---------- TEXT FOR ANALYSIS ----------

GE technology helps to analyze athletes' bodies

MADISON (WITI) -- The Green Bay Packers and a few other teams that have played in recent Super Bowls are among the few teams in the NFL to use technology discovered right here in Wisconsin. Two of the state’s most popular teams are using the machine made by General Electric.

Aidan McNamara sits as still as he can but that doesn't mean he's hiding from anyone.

At 6' 4" and weighing 240 pounds, the redshirt freshman football player at the University of Wisconsin stands out even as he's laying flat on his back.

McNamara is one of hundreds of UW athletes who regularly go through a machine called the Lunar iDXA Fan Beam Densitometer. Actually, no one calls it that even though that is the full name. The people who make the machine, General Electric, call it iDXA (pronounced eh-DECKS-uh) for short.

The iDXA uses low-dose radiation to scan a player's body composition.  UW scientists and trainers use the machine to clearly see where a player carries fat, muscle and bone.  The benefits of knowing that information go a long way in terms of knowing how an athlete is training and if adjustments in that training need to be made.

----------

* [TASK ITEM A]
Can you condense the article's paragraph beginning "The iDXA uses low-dose radiation" into a short list that keeps its main facts?
* [TASK ITEM B]
Would you repeat the article word for word, from "GE technology helps" up to and including "eh-DECKS-uh) for short."?
You don't need the listing for anything asked here.

---------- AVAILABLE DATA ----------

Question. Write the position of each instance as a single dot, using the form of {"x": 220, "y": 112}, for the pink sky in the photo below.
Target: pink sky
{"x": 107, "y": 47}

----------

* [EXPECTED OUTPUT A]
- The iDXA scans a player's body composition using low-dose radiation.
- UW scientists and trainers use it to see where a player carries fat, muscle and bone.
- This shows how an athlete is training and whether the training needs adjusting.

* [EXPECTED OUTPUT B]
GE technology helps to analyze athletes' bodies

MADISON (WITI) -- The Green Bay Packers and a few other teams that have played in recent Super Bowls are among the few teams in the NFL to use technology discovered right here in Wisconsin. Two of the state’s most popular teams are using the machine made by General Electric.

Aidan McNamara sits as still as he can but that doesn't mean he's hiding from anyone.

At 6' 4" and weighing 240 pounds, the redshirt freshman football player at the University of Wisconsin stands out even as he's laying flat on his back.

McNamara is one of hundreds of UW athletes who regularly go through a machine called the Lunar iDXA Fan Beam Densitometer. Actually, no one calls it that even though that is the full name. The people who make the machine, General Electric, call it iDXA (pronounced eh-DECKS-uh) for short.